Challenge: Copy the items below, swapping every "crop scouting" for "home interiors" and changing nothing else.

The records:
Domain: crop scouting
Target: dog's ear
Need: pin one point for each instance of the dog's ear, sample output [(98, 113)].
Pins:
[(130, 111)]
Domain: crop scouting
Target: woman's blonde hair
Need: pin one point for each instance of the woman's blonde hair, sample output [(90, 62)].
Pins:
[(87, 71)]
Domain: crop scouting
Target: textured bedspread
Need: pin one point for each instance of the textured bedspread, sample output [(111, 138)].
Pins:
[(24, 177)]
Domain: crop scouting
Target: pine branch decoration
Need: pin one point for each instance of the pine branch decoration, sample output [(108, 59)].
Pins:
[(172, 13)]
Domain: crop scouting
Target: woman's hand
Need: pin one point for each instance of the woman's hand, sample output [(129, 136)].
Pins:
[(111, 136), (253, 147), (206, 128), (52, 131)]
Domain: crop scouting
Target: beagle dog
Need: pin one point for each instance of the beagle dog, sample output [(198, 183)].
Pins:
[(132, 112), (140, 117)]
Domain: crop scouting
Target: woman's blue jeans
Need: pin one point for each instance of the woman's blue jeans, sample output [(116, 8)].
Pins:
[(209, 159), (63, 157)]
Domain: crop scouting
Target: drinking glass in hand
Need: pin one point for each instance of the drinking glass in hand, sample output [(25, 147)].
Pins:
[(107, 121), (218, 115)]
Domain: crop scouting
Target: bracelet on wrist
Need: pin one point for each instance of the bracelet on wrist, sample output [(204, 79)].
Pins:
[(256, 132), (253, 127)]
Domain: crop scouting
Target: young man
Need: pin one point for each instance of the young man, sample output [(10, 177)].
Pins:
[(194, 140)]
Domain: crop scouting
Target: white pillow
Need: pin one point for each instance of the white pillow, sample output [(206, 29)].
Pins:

Exercise solution:
Domain: home interiors
Target: dog's ear
Need: pin one point for each instance of the dog's ear, sample output [(98, 113)].
Pins:
[(130, 111)]
Domain: home interiors
Target: woman's blonde hair
Need: pin one point for each instance of the woman's blonde hair, sample output [(90, 62)].
Pins:
[(87, 71)]
Domain: home interiors
Target: textured bedspread
Need: pin one point for each instance of the textured bedspread, sample output [(111, 138)].
Pins:
[(24, 177)]
Domain: home interiors
Target: pine branch decoration
Need: pin one point for each instance of the pine branch decoration, sample output [(108, 59)].
Pins:
[(172, 13)]
Domain: home interiors
Target: woman's hand
Need: pin one point for each instance of the woman's hand, sample output [(129, 136)].
Pins:
[(111, 136), (253, 147), (206, 128), (52, 131)]
Domain: home interiors
Target: beagle dog
Need: pin one point for each instance of the beagle dog, sample output [(198, 183)].
Pins:
[(132, 112), (140, 117)]
Domain: home interiors
Target: woman's blue jeans
Need: pin one point for each instance of the woman's blue jeans, sample output [(116, 8)].
Pins:
[(209, 159), (63, 157)]
Domain: home interiors
Target: drinking glass in hand
Need: pin one point for each instance of the drinking glass in hand, sample output [(25, 147)].
Pins:
[(107, 121), (218, 115)]
Domain: home interiors
Target: bracelet on wrist
Need: pin one point for each instance of the bracelet on wrist, sample output [(204, 79)].
Pins:
[(256, 132), (253, 127)]
Domain: home interiors
Target: young man
Need: pin one point for each instance of the young man, sample output [(10, 177)].
Pins:
[(194, 140)]
Domain: home interiors
Target: white pillow
Need: pin one point for each instance of the white pillow, sample output [(206, 29)].
Pins:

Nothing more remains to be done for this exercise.